# Exercise
In the text on Taiwan's health care system, repeat the part that begins at the words "Highlights of Taiwan’s" and stops after "of prior hospitalizations.". Copy it word for word.

# Page excerpt
--

Highlights of Taiwan’s Health Care System
• Taiwan citizens have health insurance “Smart Cards” with memory chips, giving instant access to medical history, what medications a person takes and the results of prior hospitalizations.
• Dr. Wui Chiang Lee of the Taiwanese Ministry of Health said many of the poor are “nearly 100 percent subsidized” by the Taiwan government and “the subsidy depends on income and profession.”
• Barcodes are used on patient wristbands and records “to keep from making mistakes.”
• All hospitals “have electronic medical records linked into the main system, a concept health care planners in the U.S. say they want and which is being pushed by the federal Affordable Care Act.”
• Co-payments are “so low that they seldom offer a financial barrier to services.”
• Patients may visit specialists without getting a referral.
• Patients may choose any doctor or hospital they want, unlike in the USA, where patients are limited to providers within a health insurance plan’s network.

--

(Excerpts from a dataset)
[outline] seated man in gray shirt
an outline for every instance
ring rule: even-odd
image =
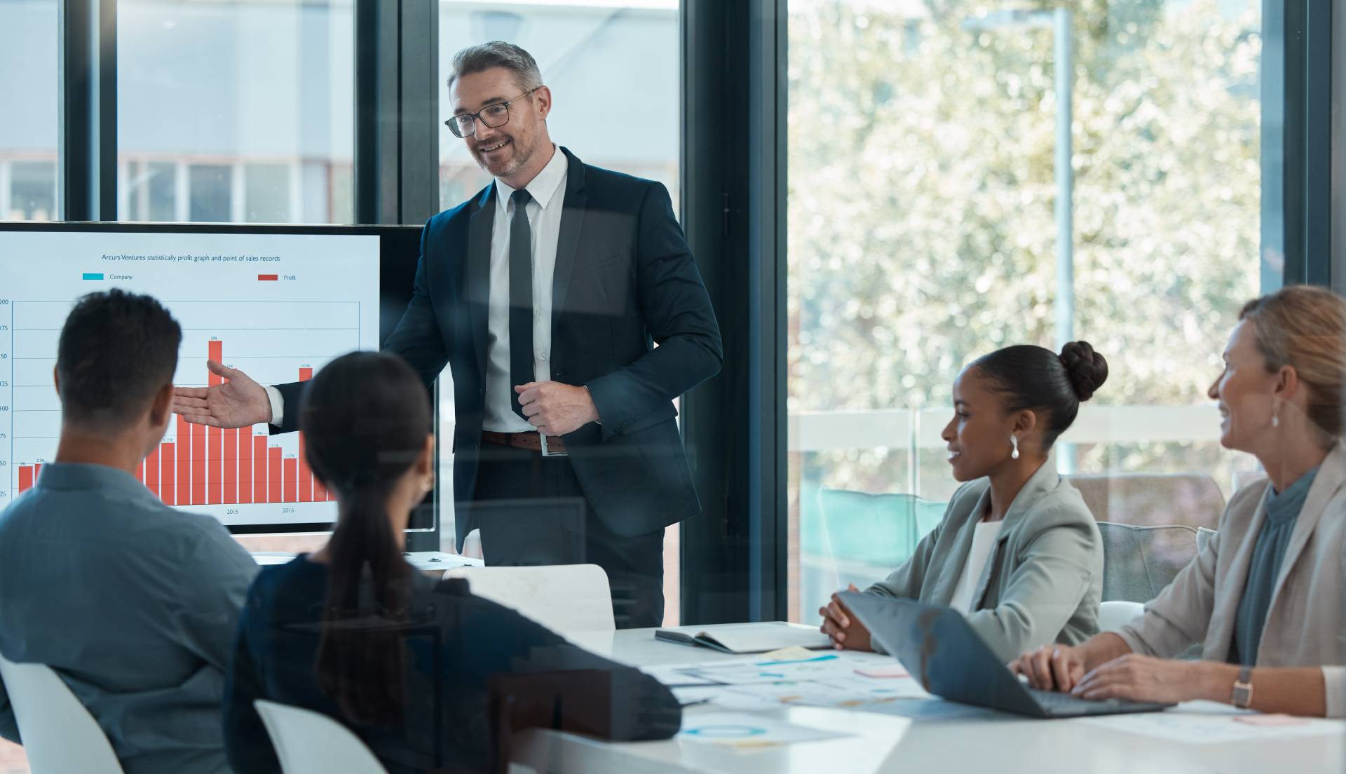
[[[229,771],[221,696],[257,572],[132,474],[172,417],[180,342],[149,296],[82,297],[58,343],[55,462],[0,513],[0,654],[55,669],[127,774]],[[3,684],[0,736],[22,743]]]

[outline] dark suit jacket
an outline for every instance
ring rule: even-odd
[[[564,436],[590,507],[612,532],[643,534],[701,510],[673,398],[720,370],[720,328],[668,190],[567,155],[552,288],[552,380],[584,385],[602,424]],[[495,184],[425,222],[411,304],[384,349],[427,385],[454,374],[455,499],[472,499],[486,396]],[[658,345],[656,347],[654,345]],[[279,385],[297,429],[302,382]],[[459,509],[460,512],[471,509]],[[458,540],[476,526],[459,518]]]

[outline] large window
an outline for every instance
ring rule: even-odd
[[[121,0],[120,218],[351,222],[354,47],[351,0]]]
[[[1260,291],[1261,3],[1026,5],[790,3],[794,619],[940,518],[950,385],[1001,346],[1109,359],[1062,472],[1195,472],[1228,497],[1256,464],[1219,447],[1205,390]]]
[[[0,219],[57,210],[57,0],[0,0]]]
[[[474,3],[439,5],[440,112],[452,109],[446,79],[454,54],[474,43],[507,40],[526,48],[552,89],[552,140],[584,163],[664,183],[678,207],[681,100],[677,0]],[[440,127],[440,206],[476,194],[490,175],[463,140]],[[440,377],[440,437],[454,437],[448,370]],[[452,455],[440,452],[440,482],[451,482]],[[443,483],[441,483],[443,486]],[[441,510],[441,541],[452,545],[451,512]],[[678,617],[678,528],[666,530],[665,623]],[[471,538],[470,538],[471,540]]]

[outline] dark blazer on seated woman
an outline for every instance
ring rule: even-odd
[[[944,520],[921,540],[911,559],[865,592],[949,604],[989,498],[987,478],[958,487]],[[1102,537],[1084,498],[1057,474],[1054,460],[1047,459],[1019,490],[991,557],[975,577],[968,623],[1004,661],[1050,642],[1074,645],[1098,633]]]
[[[654,678],[576,647],[514,610],[472,596],[463,580],[435,583],[419,573],[413,573],[416,586],[404,627],[402,722],[396,728],[347,723],[319,688],[315,669],[327,577],[326,564],[300,556],[264,568],[249,591],[225,689],[225,748],[236,771],[280,773],[271,738],[253,707],[257,699],[342,720],[394,774],[427,769],[482,771],[490,766],[491,674],[571,669],[610,673],[607,736],[615,740],[666,739],[681,724],[681,707]],[[437,762],[436,747],[441,752]]]

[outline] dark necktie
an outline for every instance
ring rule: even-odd
[[[528,227],[532,199],[524,188],[510,195],[514,217],[509,223],[509,397],[514,413],[525,420],[514,385],[533,381],[533,233]]]

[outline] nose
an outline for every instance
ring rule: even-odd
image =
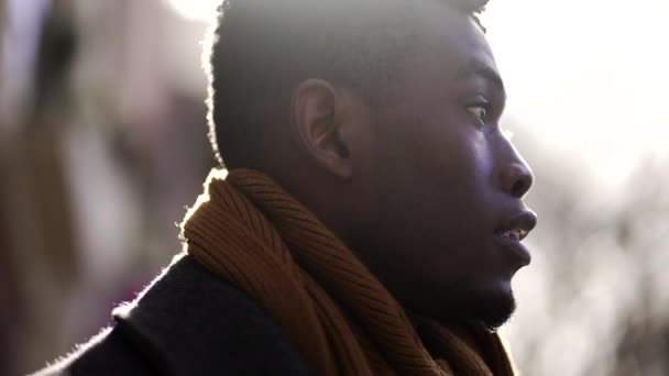
[[[523,198],[534,184],[535,177],[523,157],[515,150],[513,152],[514,161],[507,163],[501,172],[502,189],[513,197]]]
[[[525,196],[534,180],[531,169],[524,161],[511,163],[502,172],[502,189],[516,198]]]

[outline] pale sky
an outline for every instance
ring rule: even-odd
[[[217,2],[164,1],[196,20]],[[503,122],[610,187],[641,158],[669,159],[668,21],[667,0],[492,0]]]

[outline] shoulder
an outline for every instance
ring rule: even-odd
[[[253,300],[189,256],[113,316],[113,328],[37,375],[309,374]]]

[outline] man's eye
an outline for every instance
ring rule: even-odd
[[[481,125],[487,123],[487,104],[469,106],[467,109],[476,117]]]

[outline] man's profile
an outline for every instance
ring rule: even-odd
[[[227,0],[184,253],[43,374],[513,375],[536,224],[486,0]],[[227,176],[226,176],[227,175]]]

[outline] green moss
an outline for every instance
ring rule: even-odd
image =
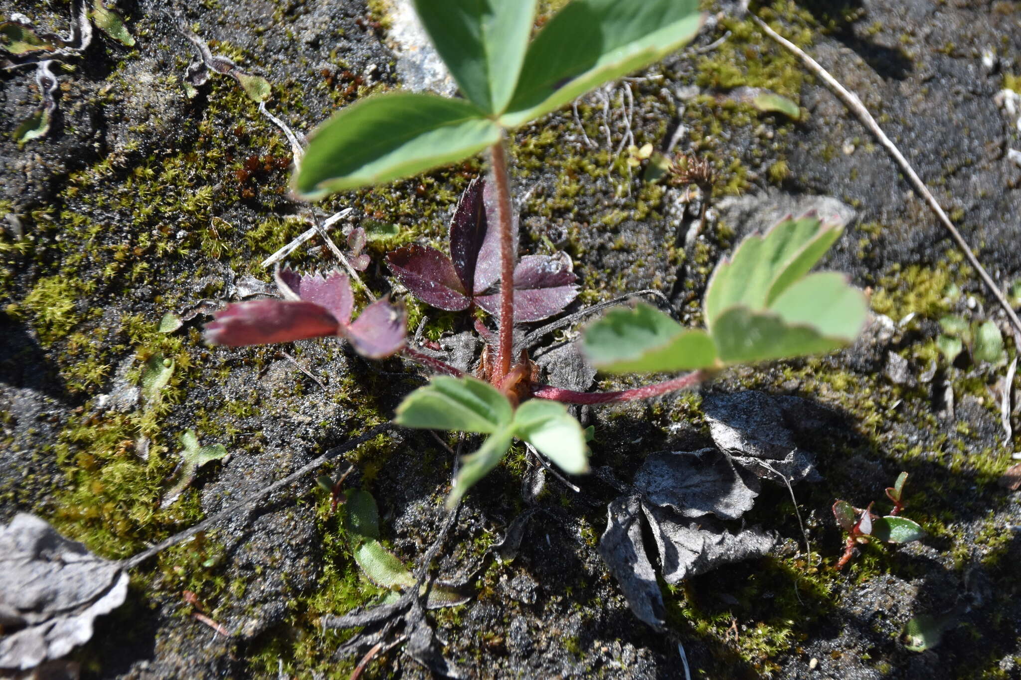
[[[783,180],[790,176],[790,167],[787,161],[781,159],[770,165],[766,174],[774,185],[782,185]]]
[[[49,347],[82,320],[80,298],[94,287],[93,283],[75,278],[44,276],[20,305],[10,306],[7,311],[27,317],[43,346]]]
[[[894,320],[911,313],[930,318],[945,313],[950,308],[945,294],[952,282],[951,266],[946,260],[935,268],[892,265],[877,281],[872,294],[872,309]],[[955,279],[964,280],[969,276],[969,268],[953,266]]]

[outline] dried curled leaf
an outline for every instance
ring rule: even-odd
[[[635,475],[634,484],[650,503],[669,506],[686,518],[712,514],[737,519],[751,510],[759,495],[755,478],[749,476],[745,482],[716,449],[651,454]]]
[[[606,530],[599,538],[599,557],[620,583],[634,615],[655,630],[663,630],[667,607],[645,553],[640,507],[637,496],[622,495],[610,504]]]
[[[15,515],[0,530],[0,670],[28,670],[88,641],[96,617],[124,603],[128,581],[117,563]]]

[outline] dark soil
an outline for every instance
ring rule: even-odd
[[[181,79],[196,55],[171,4],[118,3],[136,46],[97,32],[82,58],[54,69],[59,113],[42,139],[18,146],[11,135],[38,106],[33,70],[0,74],[0,520],[34,512],[108,558],[137,554],[386,421],[422,383],[410,364],[369,364],[335,342],[202,344],[203,305],[238,299],[246,277],[271,280],[259,262],[308,227],[308,206],[288,194],[289,145],[234,81],[213,75],[188,97]],[[400,87],[406,72],[382,2],[220,0],[182,11],[213,53],[264,75],[269,109],[305,133],[338,107]],[[63,33],[70,7],[0,0],[0,15],[13,12]],[[778,0],[763,13],[858,93],[1001,285],[1021,278],[1021,167],[1007,158],[1021,133],[1017,113],[994,102],[1007,76],[1021,74],[1021,3]],[[574,257],[586,291],[575,307],[654,287],[678,318],[699,323],[707,277],[741,237],[822,207],[852,216],[826,266],[871,291],[878,320],[833,356],[586,410],[601,474],[574,479],[579,493],[548,477],[535,495],[539,473],[515,448],[466,496],[434,561],[438,578],[478,593],[429,613],[442,655],[481,678],[682,678],[681,647],[702,678],[1021,677],[1021,493],[1000,483],[1017,447],[1000,395],[1014,386],[1004,385],[1005,364],[973,361],[967,350],[947,364],[935,345],[945,314],[991,319],[1013,360],[1003,312],[869,133],[749,22],[724,18],[639,75],[580,100],[578,119],[567,109],[513,140],[515,182],[527,197],[522,251],[554,246]],[[800,120],[726,101],[744,85],[794,99]],[[679,126],[676,150],[717,168],[700,233],[683,189],[643,182],[643,167],[628,170],[627,144],[617,153],[629,129],[635,146],[666,150]],[[333,232],[338,241],[350,225],[399,225],[370,245],[367,282],[390,292],[383,254],[412,241],[442,247],[453,203],[482,167],[469,161],[318,209],[354,209]],[[318,240],[291,262],[333,266]],[[408,305],[412,323],[429,316],[427,332],[441,339],[470,328]],[[196,314],[160,333],[167,312]],[[174,376],[140,401],[132,387],[155,355],[174,360]],[[902,359],[906,377],[887,370]],[[788,489],[767,485],[747,522],[777,534],[773,554],[682,587],[664,583],[670,630],[654,632],[596,552],[606,505],[620,494],[614,480],[630,482],[649,453],[712,446],[702,398],[743,389],[807,400],[795,437],[822,481],[792,489],[804,531]],[[231,457],[160,510],[187,429]],[[380,507],[384,543],[417,566],[442,524],[452,457],[428,432],[394,430],[323,474],[348,463],[348,485]],[[833,502],[875,501],[885,511],[883,489],[902,470],[905,514],[926,537],[860,546],[835,571],[844,537]],[[496,560],[488,548],[529,511],[517,557]],[[357,657],[334,651],[350,633],[324,630],[320,619],[380,588],[354,563],[339,518],[310,476],[133,570],[128,601],[74,653],[83,677],[348,677]],[[945,617],[946,630],[932,648],[909,650],[903,631],[923,615]],[[398,645],[362,677],[430,676]]]

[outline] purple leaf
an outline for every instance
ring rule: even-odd
[[[347,234],[347,247],[351,249],[351,255],[359,255],[361,249],[366,247],[366,230],[360,226],[351,229]]]
[[[354,294],[351,293],[351,281],[347,274],[334,269],[325,277],[319,272],[301,276],[290,269],[281,269],[276,277],[277,287],[284,298],[293,299],[290,295],[293,293],[302,302],[315,303],[326,308],[338,323],[347,325],[350,322]],[[290,291],[285,290],[285,286]]]
[[[539,321],[567,307],[578,296],[567,253],[526,255],[515,267],[515,321]],[[475,303],[490,314],[499,310],[499,294],[479,296]]]
[[[383,359],[404,347],[407,314],[384,298],[366,307],[342,332],[354,350],[370,359]]]
[[[205,326],[210,345],[241,347],[334,335],[340,329],[326,308],[311,302],[253,300],[228,305]]]
[[[479,251],[488,234],[489,222],[482,200],[485,184],[484,179],[476,177],[468,185],[450,220],[450,259],[461,289],[470,292],[479,290],[475,287],[475,269]]]
[[[485,205],[486,221],[493,227],[486,231],[485,240],[479,247],[479,257],[475,264],[475,286],[473,293],[481,295],[500,277],[500,234],[496,228],[499,221],[496,217],[495,182],[487,180],[482,191],[482,202]],[[513,210],[513,209],[512,209]],[[518,252],[518,215],[512,215],[510,232],[514,234],[512,250]]]
[[[453,263],[434,248],[410,245],[387,253],[387,264],[397,279],[419,300],[448,312],[472,305]]]

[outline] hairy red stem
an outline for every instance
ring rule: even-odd
[[[410,359],[411,361],[417,361],[423,366],[433,369],[437,373],[443,373],[444,375],[452,375],[455,378],[459,378],[465,374],[465,371],[459,368],[454,368],[445,361],[440,361],[439,359],[434,359],[428,354],[423,354],[418,350],[405,347],[402,351],[403,355]]]
[[[497,348],[493,384],[500,384],[510,372],[510,359],[514,354],[514,267],[518,260],[514,248],[510,185],[507,181],[502,135],[500,141],[490,147],[490,155],[493,160],[493,185],[496,190],[496,222],[500,230],[500,342]]]
[[[708,371],[693,371],[672,380],[665,380],[643,387],[622,389],[620,391],[575,391],[550,385],[540,385],[532,390],[532,397],[548,399],[565,404],[611,404],[613,402],[630,402],[636,399],[659,397],[668,391],[693,387],[709,376]]]

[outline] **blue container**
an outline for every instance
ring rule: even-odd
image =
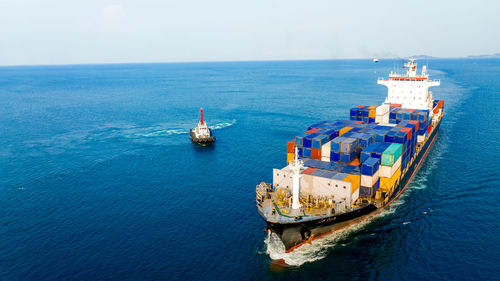
[[[331,129],[325,132],[325,135],[328,136],[328,140],[333,140],[334,138],[339,136],[339,131]]]
[[[415,135],[415,124],[407,124],[405,125],[405,128],[411,128],[412,137]]]
[[[351,117],[358,116],[358,109],[357,108],[351,108],[351,114],[349,116],[351,116]]]
[[[307,147],[307,148],[311,148],[312,146],[312,139],[319,136],[319,134],[310,134],[309,136],[305,137],[303,139],[303,143],[302,143],[302,146],[303,147]]]
[[[385,141],[386,142],[394,142],[394,137],[396,136],[397,132],[390,131],[385,135]]]
[[[340,143],[340,152],[351,153],[358,146],[358,140],[355,138],[346,138]]]
[[[336,137],[331,142],[331,150],[335,152],[340,152],[340,143],[345,140],[345,137]]]
[[[426,112],[419,112],[418,113],[418,121],[426,121],[427,120],[428,113]]]
[[[355,166],[345,165],[345,166],[342,168],[341,172],[342,172],[342,173],[346,173],[346,174],[350,174],[352,171],[354,171],[354,168],[355,168]]]
[[[321,146],[327,143],[330,139],[326,135],[319,135],[312,139],[312,148],[321,149]]]
[[[302,151],[303,151],[303,148],[302,148],[302,147],[297,147],[297,154],[298,154],[300,157],[304,156],[304,154],[303,154],[303,152],[302,152]]]
[[[342,163],[349,163],[354,160],[354,158],[356,158],[356,151],[352,151],[350,153],[340,153],[340,162]]]
[[[354,133],[351,133],[351,132],[349,131],[349,132],[347,132],[347,133],[344,133],[344,134],[342,135],[342,137],[344,137],[344,138],[349,138],[349,137],[351,137],[353,134],[354,134]]]
[[[359,187],[359,197],[361,198],[372,198],[372,188],[367,186]]]
[[[370,157],[361,164],[361,174],[373,176],[378,171],[379,165],[380,159]]]
[[[316,171],[314,171],[314,172],[312,173],[312,175],[313,175],[313,176],[318,176],[318,177],[320,177],[320,176],[322,176],[322,175],[323,175],[324,173],[326,173],[326,172],[327,172],[327,171],[325,171],[325,170],[316,170]]]
[[[304,155],[304,157],[311,158],[311,148],[304,147],[302,154]]]
[[[305,137],[309,136],[310,134],[301,134],[295,137],[295,146],[301,147],[303,145],[303,140]]]
[[[373,136],[363,134],[362,136],[359,137],[358,139],[358,146],[360,148],[367,148],[370,144],[374,142]]]
[[[340,160],[340,153],[331,151],[330,152],[330,161],[339,161]]]
[[[328,170],[328,168],[330,168],[330,162],[321,161],[319,168],[322,170]]]
[[[393,142],[406,144],[407,140],[408,140],[408,133],[407,132],[397,132],[396,135],[394,136]]]

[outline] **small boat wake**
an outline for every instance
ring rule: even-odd
[[[285,252],[285,245],[281,242],[278,235],[268,232],[264,240],[266,244],[266,254],[273,260],[274,265],[281,264],[282,266],[301,266],[304,263],[321,260],[328,255],[329,250],[333,247],[345,246],[344,240],[348,238],[349,235],[363,229],[375,219],[394,213],[397,207],[401,205],[394,203],[375,214],[369,215],[359,222],[313,240],[311,244],[305,244],[290,253]]]
[[[220,130],[224,129],[227,127],[231,127],[232,125],[236,124],[236,120],[233,119],[231,122],[219,122],[216,123],[213,126],[210,126],[209,128],[211,130]],[[138,132],[134,132],[132,134],[126,135],[126,137],[129,138],[140,138],[140,137],[146,137],[146,138],[151,138],[151,137],[165,137],[165,136],[172,136],[172,135],[184,135],[184,134],[189,134],[190,129],[183,129],[183,128],[169,128],[169,129],[161,129],[159,127],[149,127],[149,128],[141,128],[138,129]]]

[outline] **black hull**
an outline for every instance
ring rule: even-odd
[[[335,230],[359,221],[364,217],[367,217],[368,215],[374,213],[375,211],[386,207],[394,199],[401,195],[408,183],[413,178],[413,175],[418,171],[418,168],[425,158],[427,151],[434,142],[440,125],[441,121],[439,121],[437,126],[434,128],[431,136],[429,136],[426,143],[413,160],[412,164],[406,168],[406,173],[404,173],[403,177],[400,179],[399,184],[396,186],[393,194],[389,197],[389,200],[385,205],[377,208],[375,205],[369,204],[363,208],[349,213],[334,215],[317,220],[298,221],[294,223],[267,222],[268,229],[270,229],[280,237],[281,241],[285,245],[286,251],[290,252],[293,249],[301,246],[302,244],[311,241],[312,239],[319,238],[325,234],[334,232]]]
[[[215,141],[215,136],[212,135],[212,131],[210,131],[210,137],[208,137],[208,138],[197,138],[194,135],[193,130],[189,131],[189,136],[191,137],[192,142],[197,143],[197,144],[201,144],[201,145],[211,144]]]

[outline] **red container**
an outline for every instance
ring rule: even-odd
[[[408,122],[408,124],[413,124],[415,125],[415,132],[418,131],[418,121],[417,120],[411,120],[410,122]]]
[[[438,101],[438,107],[443,108],[444,107],[444,100]]]
[[[310,174],[316,172],[316,170],[318,170],[318,169],[316,169],[316,168],[307,168],[304,171],[302,171],[302,174],[310,175]]]
[[[307,131],[306,134],[314,134],[314,133],[316,133],[319,130],[321,130],[321,129],[319,129],[319,128],[312,128],[311,130]]]
[[[286,144],[286,152],[288,152],[288,153],[295,153],[295,139],[289,141]]]
[[[361,162],[359,161],[359,158],[354,158],[354,160],[349,163],[350,166],[359,166],[361,165]]]
[[[399,131],[408,133],[408,140],[411,139],[411,128],[401,128]]]
[[[311,148],[311,158],[321,160],[321,149]]]

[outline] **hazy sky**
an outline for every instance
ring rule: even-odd
[[[0,0],[0,65],[500,52],[500,1]]]

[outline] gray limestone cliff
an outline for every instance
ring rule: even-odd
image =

--

# Reply to the exercise
Highlights of Taiwan’s Health Care System
• Taiwan citizens have health insurance “Smart Cards” with memory chips, giving instant access to medical history, what medications a person takes and the results of prior hospitalizations.